Format the lines of the listing below, from the line with "The query is: calm lake water" to the line with "left=291, top=652, right=810, bottom=689", as a numbered list, omitting any blank lines.

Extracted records
>> Begin

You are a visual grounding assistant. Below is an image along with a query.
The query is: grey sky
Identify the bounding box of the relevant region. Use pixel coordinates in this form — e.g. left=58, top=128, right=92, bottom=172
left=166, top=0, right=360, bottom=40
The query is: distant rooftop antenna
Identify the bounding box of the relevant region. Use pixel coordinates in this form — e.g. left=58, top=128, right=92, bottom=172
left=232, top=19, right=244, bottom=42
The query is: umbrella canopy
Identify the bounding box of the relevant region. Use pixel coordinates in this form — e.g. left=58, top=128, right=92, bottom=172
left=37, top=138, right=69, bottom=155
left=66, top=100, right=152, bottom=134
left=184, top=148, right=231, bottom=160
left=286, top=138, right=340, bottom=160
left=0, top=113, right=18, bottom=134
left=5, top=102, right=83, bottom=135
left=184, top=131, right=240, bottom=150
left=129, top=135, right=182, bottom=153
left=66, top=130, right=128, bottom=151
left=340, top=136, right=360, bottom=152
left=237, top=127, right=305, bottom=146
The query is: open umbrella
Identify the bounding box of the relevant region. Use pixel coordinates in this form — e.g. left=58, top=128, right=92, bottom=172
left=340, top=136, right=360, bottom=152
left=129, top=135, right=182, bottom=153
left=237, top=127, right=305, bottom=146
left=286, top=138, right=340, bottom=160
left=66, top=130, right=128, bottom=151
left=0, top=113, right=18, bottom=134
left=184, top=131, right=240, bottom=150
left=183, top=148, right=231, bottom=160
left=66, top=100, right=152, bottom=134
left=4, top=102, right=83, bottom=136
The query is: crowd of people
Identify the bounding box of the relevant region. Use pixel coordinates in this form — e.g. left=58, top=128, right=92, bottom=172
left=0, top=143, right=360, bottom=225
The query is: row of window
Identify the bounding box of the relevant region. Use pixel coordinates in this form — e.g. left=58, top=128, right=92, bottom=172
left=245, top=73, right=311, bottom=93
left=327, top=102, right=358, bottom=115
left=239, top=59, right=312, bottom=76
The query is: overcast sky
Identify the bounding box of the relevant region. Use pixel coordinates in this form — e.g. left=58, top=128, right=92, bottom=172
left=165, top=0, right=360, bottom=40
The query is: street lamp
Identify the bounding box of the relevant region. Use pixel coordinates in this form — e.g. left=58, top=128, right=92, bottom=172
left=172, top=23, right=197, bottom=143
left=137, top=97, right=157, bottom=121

>> End
>> Begin

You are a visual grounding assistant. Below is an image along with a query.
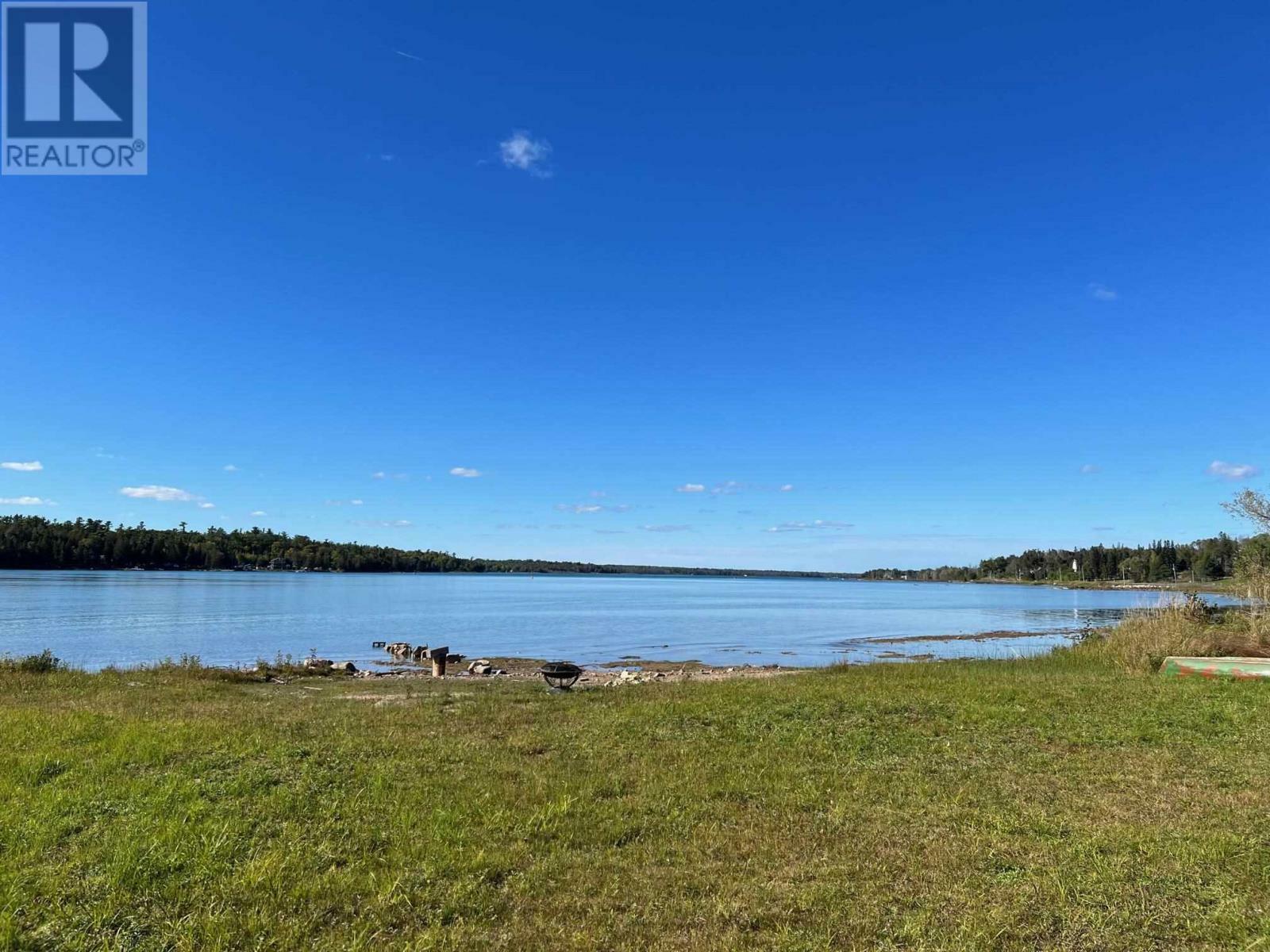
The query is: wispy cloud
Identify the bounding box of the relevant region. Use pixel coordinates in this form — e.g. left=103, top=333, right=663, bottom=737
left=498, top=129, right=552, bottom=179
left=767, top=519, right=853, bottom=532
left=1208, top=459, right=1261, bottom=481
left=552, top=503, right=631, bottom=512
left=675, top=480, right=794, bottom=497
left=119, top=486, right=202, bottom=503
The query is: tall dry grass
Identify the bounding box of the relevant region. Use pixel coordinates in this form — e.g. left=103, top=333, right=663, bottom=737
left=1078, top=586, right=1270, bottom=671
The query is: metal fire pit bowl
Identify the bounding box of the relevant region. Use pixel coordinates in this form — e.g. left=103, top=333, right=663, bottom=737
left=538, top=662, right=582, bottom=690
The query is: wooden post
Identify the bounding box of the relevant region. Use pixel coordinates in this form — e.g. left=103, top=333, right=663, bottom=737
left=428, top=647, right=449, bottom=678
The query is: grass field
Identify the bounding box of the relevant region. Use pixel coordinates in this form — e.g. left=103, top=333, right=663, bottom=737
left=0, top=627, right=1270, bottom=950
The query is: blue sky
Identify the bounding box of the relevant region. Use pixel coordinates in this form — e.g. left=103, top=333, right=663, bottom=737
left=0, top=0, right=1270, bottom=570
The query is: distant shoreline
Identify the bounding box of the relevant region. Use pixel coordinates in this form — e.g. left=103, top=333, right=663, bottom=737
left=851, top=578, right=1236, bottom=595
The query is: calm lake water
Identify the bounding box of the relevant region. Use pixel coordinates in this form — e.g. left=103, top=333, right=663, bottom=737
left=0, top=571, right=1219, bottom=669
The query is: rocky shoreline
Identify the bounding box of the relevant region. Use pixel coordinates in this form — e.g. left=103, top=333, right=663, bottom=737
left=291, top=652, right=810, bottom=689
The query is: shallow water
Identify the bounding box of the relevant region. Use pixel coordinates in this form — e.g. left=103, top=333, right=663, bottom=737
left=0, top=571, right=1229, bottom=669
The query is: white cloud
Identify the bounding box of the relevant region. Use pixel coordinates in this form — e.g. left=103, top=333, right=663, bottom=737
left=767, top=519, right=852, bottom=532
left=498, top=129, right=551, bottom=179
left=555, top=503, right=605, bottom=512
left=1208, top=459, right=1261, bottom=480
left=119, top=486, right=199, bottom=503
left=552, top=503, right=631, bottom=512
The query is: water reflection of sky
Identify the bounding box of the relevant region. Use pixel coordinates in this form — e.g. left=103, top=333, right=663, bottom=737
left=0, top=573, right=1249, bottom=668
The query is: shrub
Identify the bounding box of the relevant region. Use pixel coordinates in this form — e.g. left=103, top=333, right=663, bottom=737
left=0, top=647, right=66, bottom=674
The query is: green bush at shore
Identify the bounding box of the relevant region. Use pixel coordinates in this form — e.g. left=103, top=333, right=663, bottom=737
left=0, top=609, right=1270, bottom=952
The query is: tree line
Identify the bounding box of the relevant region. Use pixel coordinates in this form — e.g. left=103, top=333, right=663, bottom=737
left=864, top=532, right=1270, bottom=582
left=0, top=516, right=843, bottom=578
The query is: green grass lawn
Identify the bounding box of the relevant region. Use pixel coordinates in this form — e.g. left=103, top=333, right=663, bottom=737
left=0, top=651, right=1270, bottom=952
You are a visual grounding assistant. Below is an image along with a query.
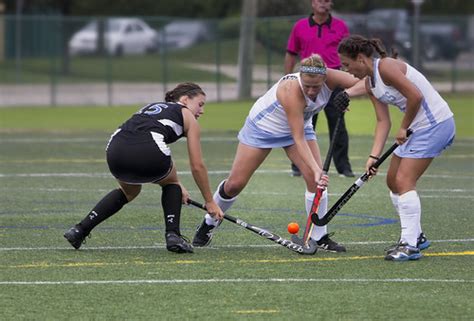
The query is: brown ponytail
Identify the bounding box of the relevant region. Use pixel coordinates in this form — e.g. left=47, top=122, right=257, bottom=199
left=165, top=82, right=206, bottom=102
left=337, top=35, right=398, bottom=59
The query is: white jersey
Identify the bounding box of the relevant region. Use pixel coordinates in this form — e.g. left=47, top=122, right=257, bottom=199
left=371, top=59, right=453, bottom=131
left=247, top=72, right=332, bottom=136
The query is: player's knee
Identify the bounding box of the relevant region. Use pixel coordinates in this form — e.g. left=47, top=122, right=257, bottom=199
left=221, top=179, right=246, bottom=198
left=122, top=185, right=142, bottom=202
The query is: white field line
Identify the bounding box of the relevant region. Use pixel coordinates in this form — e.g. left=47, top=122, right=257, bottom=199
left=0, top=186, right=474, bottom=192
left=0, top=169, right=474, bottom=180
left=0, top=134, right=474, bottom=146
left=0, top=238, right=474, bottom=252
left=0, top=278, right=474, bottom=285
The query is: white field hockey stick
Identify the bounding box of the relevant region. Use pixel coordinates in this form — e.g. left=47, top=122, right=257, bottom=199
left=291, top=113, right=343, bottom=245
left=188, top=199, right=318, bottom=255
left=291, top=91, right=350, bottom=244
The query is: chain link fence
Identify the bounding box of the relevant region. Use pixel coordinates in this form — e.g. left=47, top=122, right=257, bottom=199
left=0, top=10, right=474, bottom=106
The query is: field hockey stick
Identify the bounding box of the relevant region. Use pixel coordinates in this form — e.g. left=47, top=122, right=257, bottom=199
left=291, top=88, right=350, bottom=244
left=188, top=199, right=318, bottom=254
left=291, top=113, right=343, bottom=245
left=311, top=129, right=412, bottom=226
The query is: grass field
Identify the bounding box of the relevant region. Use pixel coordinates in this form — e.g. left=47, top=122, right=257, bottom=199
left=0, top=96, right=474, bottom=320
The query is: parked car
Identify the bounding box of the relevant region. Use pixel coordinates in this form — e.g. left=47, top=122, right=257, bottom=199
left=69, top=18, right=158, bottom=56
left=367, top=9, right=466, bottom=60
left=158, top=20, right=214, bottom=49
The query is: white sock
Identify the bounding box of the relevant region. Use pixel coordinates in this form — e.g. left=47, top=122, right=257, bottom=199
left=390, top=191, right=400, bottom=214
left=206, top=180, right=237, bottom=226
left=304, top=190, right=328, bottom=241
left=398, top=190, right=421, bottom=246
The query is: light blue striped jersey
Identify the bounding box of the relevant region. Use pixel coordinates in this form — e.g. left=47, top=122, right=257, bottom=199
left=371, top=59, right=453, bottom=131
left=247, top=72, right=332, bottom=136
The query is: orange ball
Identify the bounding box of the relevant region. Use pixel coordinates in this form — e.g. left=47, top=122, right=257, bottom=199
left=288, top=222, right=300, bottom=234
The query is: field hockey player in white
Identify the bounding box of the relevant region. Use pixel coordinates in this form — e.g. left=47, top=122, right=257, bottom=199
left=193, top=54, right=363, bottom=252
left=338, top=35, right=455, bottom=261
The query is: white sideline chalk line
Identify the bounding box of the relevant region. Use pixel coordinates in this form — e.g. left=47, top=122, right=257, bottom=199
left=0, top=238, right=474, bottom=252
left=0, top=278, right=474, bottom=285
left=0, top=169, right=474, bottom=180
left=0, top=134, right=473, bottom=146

>> End
>> Begin

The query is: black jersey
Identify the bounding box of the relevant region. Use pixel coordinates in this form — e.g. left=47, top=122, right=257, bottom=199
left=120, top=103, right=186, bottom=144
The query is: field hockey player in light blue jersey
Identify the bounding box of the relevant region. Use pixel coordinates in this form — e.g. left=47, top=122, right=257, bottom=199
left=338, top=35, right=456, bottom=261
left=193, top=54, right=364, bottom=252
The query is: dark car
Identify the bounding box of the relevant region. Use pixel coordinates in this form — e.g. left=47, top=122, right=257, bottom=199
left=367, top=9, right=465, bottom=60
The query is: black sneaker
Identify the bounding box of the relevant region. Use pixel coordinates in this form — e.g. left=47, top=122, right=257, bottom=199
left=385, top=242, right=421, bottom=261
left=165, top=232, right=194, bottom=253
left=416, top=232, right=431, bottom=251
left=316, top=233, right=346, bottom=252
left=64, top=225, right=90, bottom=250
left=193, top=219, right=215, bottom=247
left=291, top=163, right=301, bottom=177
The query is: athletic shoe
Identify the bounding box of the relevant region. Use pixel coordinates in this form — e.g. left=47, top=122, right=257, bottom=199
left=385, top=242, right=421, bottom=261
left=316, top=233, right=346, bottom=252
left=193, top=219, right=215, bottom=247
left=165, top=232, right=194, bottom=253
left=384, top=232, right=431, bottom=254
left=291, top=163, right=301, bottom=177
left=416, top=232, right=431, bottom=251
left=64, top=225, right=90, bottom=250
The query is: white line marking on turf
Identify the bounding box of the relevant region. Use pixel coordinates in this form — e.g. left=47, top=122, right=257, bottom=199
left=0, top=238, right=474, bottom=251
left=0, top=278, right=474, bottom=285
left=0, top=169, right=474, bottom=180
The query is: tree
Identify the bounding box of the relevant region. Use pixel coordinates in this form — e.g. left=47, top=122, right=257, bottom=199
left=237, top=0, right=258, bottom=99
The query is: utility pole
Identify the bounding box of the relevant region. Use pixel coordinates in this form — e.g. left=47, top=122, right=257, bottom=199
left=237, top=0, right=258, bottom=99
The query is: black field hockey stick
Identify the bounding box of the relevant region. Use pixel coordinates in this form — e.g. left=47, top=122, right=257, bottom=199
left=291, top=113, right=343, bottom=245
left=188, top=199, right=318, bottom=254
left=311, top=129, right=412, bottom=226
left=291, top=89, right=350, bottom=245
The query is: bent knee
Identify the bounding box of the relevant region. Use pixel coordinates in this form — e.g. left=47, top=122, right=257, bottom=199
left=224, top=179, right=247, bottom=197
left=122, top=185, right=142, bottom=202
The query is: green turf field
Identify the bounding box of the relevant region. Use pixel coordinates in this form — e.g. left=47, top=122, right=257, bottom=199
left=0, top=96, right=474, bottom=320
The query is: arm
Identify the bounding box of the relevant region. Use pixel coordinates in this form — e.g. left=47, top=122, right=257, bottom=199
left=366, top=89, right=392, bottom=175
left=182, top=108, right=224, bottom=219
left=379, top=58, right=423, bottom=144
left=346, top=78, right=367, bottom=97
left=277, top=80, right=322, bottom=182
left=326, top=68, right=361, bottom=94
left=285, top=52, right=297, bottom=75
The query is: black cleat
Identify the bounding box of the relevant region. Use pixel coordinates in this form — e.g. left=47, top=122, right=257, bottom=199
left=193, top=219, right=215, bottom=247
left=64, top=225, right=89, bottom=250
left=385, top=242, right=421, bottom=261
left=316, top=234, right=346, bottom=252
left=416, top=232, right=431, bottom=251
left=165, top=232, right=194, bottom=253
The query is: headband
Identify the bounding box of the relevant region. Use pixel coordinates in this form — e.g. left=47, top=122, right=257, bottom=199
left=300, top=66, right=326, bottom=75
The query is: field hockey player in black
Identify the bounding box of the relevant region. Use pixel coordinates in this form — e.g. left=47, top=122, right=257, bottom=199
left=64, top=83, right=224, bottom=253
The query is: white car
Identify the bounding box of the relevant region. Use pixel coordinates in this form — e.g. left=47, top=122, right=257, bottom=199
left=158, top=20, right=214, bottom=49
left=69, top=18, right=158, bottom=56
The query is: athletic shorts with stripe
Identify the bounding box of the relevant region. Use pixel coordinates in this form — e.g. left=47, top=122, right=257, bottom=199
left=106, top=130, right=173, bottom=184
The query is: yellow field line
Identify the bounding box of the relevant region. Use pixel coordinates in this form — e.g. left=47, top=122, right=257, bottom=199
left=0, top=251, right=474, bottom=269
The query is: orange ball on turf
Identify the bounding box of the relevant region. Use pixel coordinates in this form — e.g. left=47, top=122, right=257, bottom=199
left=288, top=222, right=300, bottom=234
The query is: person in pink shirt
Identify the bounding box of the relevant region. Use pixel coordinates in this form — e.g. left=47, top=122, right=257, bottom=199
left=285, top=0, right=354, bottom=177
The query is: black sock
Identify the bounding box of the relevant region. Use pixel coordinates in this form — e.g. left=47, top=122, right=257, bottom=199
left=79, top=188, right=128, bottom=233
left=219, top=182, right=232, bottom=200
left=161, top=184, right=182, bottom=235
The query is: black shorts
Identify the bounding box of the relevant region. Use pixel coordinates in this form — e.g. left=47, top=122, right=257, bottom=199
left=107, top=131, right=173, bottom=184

>> End

Result:
1. The query is: calm lake water
2. Identify the bounding box of the relevant region. Use pixel coordinates in this form — e.g. left=103, top=333, right=663, bottom=737
3. left=0, top=571, right=1219, bottom=669
4. The query is: rocky shoreline
5. Identify the bounding box of the relevant region. Use pixel coordinates in this form — e.g. left=103, top=333, right=663, bottom=737
6. left=291, top=652, right=810, bottom=689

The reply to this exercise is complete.